## Data section
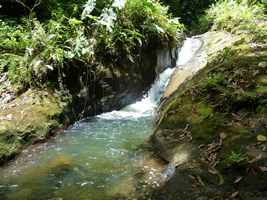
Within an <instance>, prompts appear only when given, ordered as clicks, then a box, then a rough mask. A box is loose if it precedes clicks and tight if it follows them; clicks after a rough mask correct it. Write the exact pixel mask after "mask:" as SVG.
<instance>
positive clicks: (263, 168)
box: [259, 166, 267, 172]
mask: <svg viewBox="0 0 267 200" xmlns="http://www.w3.org/2000/svg"><path fill="white" fill-rule="evenodd" d="M259 168H260V170H261V171H262V172H267V167H266V166H261V167H259Z"/></svg>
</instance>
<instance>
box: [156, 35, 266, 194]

## Task to complete
The records above should be repeated exactly, with no pictures in the copy.

## Solution to this exercise
Within an <instance>, prompts appear only when given, ordered as clicks, then a box, then a rough mask. A box is loose if it precedes clicks and tight if it follows them; clicks after a rough mask correct it. Write the exact pixel mask after "mask:" as SVG.
<instance>
positive clicks: (263, 168)
box: [259, 166, 267, 172]
mask: <svg viewBox="0 0 267 200" xmlns="http://www.w3.org/2000/svg"><path fill="white" fill-rule="evenodd" d="M259 168H260V170H261V171H262V172H267V167H266V166H261V167H259Z"/></svg>
</instance>
<instance>
box: [156, 35, 266, 194]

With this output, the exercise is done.